## Consigne écrite A
Selon l'extrait sur Motel Destino, pourquoi le film puise-t-il dans le cinéma noir américain des années 1940 ? Répondez en une à trois phrases.

L’idée de Motel Destino était avant tout de réaliser un film brésilien de genre. Au Brésil, la télévision occupe une place gigantesque : elle est omniprésente et domine la culture populaire, tandis que le cinéma, souvent perçu comme cher, est cantonné à représenter la réalité. J’ai ressenti le besoin de repousser cette frontière entre fiction télévisuelle et cinéma en proposant quelque chose d’audacieux et de populaire, mais tout en restant cinématographique.
Avec mon film précédent, La Vie invisible (2018), j’ai exploré le mélodrame, un genre télévisuel par excellence au Brésil, mais en le sublimant : une histoire superlative, romanesque, très colorée. Ce film, bien qu’il traite d’un sujet dur – la condition des femmes dans les années 1950 –, a marqué les esprits grâce à son esthétique opposée à la dureté des personnages.
Pour Motel Destino, je voulais encore aller plus loin : créer un film populaire et visuellement riche qui explore la génération actuelle de jeunes Brésiliens – une génération brisée et désorientée – sans tomber dans un drame social réaliste. J’ai beaucoup puisé dans le cinéma noir américain des années 1940, un genre qui abordait aussi des personnages désillusionnés après la guerre. J’y ai vu une façon de parler de sujets profonds tout en évitant le piège du réalisme pesant.

## Consigne écrite B
Sélectionnez toutes les lignes des entrées où figure la chaîne "chrome", en respectant la casse.

## Entrées brutes
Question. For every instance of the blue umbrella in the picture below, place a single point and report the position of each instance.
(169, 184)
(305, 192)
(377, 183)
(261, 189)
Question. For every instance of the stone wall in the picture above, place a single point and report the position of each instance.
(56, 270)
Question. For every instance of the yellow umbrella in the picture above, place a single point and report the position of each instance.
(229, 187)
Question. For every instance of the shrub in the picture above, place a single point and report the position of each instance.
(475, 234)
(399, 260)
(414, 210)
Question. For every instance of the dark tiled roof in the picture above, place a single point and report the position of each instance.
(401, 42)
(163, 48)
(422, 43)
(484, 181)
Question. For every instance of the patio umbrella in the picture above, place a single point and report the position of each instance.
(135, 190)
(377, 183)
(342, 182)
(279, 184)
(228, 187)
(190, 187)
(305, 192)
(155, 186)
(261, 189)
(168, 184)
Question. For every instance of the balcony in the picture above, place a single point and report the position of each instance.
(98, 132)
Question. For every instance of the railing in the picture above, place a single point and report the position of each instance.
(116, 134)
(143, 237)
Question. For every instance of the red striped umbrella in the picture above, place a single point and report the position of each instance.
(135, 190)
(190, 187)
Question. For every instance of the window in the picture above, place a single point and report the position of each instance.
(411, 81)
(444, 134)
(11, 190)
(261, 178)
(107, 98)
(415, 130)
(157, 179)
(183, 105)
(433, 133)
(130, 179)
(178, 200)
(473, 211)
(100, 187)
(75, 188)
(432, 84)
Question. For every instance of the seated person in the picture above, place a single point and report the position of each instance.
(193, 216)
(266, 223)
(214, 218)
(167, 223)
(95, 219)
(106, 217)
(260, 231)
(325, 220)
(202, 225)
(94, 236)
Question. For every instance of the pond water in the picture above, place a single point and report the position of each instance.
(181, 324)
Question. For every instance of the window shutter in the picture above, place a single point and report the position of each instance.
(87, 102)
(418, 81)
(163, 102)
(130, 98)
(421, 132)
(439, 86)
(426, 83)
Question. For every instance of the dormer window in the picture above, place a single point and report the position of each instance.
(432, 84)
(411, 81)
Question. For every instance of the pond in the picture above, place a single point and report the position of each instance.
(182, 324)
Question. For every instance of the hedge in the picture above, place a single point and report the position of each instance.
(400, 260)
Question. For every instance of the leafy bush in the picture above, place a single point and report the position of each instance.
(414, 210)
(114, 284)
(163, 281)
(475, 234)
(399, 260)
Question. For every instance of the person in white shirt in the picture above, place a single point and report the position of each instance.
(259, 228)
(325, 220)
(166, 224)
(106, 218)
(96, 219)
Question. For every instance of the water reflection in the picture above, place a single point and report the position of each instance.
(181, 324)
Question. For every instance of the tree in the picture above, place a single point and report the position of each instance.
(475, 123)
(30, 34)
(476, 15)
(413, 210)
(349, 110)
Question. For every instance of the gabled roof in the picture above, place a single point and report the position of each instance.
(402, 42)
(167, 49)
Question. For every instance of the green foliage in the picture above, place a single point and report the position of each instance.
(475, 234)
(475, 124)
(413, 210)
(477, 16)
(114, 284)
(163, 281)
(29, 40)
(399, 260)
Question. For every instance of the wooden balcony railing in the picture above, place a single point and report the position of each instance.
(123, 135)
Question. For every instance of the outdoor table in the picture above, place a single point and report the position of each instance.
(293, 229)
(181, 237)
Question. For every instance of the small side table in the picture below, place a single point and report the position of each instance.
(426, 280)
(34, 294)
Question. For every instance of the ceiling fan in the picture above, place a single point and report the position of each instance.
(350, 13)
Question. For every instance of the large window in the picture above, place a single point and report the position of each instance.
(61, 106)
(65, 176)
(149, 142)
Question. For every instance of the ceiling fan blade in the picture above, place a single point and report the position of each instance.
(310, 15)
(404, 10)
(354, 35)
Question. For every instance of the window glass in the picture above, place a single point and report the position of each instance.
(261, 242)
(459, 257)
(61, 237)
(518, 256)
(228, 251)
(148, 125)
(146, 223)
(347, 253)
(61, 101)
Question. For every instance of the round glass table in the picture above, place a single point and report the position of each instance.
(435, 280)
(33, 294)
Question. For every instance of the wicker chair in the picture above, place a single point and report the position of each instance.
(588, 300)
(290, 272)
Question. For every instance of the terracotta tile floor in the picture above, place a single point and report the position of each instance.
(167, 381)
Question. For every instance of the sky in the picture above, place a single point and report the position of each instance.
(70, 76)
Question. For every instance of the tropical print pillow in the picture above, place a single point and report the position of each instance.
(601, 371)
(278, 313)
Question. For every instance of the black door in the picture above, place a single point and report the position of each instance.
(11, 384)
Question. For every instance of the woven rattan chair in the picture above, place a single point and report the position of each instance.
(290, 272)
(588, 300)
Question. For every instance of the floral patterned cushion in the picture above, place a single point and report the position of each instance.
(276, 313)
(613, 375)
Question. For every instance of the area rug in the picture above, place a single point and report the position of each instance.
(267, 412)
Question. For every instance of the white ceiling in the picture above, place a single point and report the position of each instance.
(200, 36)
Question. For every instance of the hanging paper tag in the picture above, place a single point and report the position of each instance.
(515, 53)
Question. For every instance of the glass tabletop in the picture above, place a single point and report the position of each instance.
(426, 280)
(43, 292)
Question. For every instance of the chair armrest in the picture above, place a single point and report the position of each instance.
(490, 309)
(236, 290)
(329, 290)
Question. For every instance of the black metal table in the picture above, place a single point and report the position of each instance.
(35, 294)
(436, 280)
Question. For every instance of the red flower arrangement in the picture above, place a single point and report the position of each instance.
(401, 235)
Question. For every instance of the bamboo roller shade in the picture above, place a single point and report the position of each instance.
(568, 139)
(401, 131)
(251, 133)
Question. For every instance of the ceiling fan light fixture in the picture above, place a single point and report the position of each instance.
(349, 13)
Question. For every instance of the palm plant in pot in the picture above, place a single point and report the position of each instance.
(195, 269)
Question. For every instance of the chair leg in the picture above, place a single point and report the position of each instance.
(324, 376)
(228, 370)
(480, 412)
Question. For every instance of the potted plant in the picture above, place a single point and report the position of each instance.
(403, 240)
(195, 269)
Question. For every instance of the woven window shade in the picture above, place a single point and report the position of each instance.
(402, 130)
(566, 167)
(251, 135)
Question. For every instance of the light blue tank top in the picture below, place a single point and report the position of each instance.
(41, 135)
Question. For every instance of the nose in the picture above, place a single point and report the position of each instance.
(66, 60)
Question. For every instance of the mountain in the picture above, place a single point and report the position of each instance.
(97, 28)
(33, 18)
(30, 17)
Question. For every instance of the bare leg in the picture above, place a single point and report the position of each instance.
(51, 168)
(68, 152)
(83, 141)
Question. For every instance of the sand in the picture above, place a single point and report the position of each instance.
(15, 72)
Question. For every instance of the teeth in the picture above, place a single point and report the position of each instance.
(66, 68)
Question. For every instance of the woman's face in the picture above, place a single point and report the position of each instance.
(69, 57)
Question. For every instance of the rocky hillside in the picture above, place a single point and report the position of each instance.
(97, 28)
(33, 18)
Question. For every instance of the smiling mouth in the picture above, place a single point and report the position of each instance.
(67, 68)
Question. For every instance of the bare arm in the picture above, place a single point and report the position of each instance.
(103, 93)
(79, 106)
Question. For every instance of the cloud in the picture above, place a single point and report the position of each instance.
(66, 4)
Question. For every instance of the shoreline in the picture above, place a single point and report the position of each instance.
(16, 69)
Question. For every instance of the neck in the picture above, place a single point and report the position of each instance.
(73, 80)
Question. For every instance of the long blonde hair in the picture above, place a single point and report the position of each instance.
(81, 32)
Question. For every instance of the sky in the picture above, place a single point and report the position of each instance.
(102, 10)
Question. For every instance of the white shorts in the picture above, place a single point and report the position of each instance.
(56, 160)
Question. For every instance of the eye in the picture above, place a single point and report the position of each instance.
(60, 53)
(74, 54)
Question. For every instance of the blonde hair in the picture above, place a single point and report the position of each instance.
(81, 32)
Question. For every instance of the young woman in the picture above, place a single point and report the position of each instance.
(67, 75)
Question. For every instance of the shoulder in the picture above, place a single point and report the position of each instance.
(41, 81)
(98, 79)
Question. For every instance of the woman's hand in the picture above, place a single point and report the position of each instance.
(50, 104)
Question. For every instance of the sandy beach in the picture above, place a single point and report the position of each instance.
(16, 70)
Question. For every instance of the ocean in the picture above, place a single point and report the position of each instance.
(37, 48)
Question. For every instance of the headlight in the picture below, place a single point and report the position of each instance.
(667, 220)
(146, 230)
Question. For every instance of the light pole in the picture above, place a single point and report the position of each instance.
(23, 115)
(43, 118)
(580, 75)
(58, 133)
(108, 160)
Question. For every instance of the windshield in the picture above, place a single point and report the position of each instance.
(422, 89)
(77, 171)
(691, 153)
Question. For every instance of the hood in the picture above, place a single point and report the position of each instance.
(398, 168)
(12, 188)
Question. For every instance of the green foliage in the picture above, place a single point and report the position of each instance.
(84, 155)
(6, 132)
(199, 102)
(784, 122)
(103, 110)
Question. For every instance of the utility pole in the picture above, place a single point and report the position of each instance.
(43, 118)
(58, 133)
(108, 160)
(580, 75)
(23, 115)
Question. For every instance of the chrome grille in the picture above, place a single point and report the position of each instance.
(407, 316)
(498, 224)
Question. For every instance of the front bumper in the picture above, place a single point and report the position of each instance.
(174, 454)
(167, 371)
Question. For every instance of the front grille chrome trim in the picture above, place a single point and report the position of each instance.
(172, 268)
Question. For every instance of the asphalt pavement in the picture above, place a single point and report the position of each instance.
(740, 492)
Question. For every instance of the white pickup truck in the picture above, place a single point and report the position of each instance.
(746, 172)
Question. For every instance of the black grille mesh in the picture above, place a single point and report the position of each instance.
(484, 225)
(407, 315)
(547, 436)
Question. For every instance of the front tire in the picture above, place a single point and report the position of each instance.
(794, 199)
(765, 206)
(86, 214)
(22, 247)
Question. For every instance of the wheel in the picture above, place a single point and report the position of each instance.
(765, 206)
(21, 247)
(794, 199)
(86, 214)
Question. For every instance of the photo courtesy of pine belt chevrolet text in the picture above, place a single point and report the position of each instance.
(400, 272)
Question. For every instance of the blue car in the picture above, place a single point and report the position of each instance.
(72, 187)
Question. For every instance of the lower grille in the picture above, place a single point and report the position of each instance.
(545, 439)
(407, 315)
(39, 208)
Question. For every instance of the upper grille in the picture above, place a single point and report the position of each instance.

## Résultat attendu A
Le cinéma noir américain des années 1940 abordait lui aussi des personnages désillusionnés après la guerre, ce qui rejoint la génération brisée et désorientée de jeunes Brésiliens que le film veut explorer. Ce genre offrait une façon de parler de sujets profonds tout en évitant le piège du réalisme pesant.

## Résultat attendu B
Question. For every instance of the chrome grille in the picture above, place a single point and report the position of each instance.
Question. For every instance of the front grille chrome trim in the picture above, place a single point and report the position of each instance.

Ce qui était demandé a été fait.